* begin ROWS *

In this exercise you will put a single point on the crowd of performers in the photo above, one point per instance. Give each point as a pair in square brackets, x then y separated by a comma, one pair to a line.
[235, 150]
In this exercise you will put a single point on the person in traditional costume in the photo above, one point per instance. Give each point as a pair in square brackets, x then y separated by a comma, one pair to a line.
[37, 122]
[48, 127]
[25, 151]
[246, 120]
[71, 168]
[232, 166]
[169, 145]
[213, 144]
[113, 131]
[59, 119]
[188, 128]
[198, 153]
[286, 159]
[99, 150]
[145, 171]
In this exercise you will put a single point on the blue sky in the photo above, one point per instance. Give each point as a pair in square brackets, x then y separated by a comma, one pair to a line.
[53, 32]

* end ROWS *
* begin ROWS *

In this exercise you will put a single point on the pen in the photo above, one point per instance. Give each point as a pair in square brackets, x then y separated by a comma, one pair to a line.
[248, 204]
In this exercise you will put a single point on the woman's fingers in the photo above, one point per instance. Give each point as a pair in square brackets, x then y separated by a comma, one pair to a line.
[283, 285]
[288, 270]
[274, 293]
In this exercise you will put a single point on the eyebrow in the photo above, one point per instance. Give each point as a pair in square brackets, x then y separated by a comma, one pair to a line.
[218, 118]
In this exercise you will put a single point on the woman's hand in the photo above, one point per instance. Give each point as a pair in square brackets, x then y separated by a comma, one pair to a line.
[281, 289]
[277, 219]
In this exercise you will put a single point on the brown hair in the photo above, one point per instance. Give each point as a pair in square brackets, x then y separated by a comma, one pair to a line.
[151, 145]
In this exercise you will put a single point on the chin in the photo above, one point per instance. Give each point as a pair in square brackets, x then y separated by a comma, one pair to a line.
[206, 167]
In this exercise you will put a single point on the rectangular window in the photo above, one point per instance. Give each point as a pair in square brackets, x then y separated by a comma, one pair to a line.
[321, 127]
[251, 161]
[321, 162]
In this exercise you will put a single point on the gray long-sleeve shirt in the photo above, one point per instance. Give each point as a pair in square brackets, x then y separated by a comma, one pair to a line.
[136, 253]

* end ROWS *

*EXERCISE DIRECTIONS*
Identify every line of the material that contains the string "long", and copy each such line in full. Matching is case-sensitive.

*TASK SOLUTION*
In this exercise you will put a single point on the gray long-sleeve shirt in the photo above, one point per instance. Give each point as a pair in square brackets, x then y separated by a comma, one pair to a line.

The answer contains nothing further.